Exercise: Identify each line in the rows below that contains the word "wall" and copy those lines out.

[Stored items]
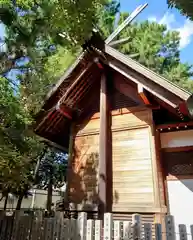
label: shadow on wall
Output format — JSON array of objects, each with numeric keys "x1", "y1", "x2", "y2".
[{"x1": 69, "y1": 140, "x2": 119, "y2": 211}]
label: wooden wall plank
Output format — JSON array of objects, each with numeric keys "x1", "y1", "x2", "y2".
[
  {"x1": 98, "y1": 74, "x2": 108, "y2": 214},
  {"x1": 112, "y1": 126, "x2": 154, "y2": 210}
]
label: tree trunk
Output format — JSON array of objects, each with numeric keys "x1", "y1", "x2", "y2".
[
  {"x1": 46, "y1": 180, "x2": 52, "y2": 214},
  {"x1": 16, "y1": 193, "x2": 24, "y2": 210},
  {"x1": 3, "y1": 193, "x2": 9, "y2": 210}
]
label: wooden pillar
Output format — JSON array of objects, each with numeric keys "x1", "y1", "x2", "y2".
* * *
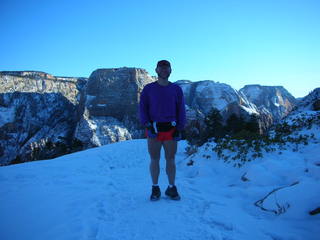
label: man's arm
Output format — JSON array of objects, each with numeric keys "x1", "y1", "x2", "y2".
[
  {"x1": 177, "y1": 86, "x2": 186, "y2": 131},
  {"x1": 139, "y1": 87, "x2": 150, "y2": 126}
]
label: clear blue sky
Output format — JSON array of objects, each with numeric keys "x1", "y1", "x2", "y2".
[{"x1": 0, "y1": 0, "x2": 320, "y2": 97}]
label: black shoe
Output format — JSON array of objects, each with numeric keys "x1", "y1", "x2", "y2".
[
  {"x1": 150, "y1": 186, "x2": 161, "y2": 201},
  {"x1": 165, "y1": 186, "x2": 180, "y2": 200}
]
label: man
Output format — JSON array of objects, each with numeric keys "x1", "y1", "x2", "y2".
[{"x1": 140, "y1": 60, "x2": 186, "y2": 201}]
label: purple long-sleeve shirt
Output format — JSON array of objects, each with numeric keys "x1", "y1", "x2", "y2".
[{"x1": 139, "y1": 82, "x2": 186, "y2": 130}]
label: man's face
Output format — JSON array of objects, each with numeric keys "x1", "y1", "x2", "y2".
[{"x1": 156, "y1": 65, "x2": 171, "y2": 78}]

Solution for this problem:
label: shadow on wall
label: wooden wall plank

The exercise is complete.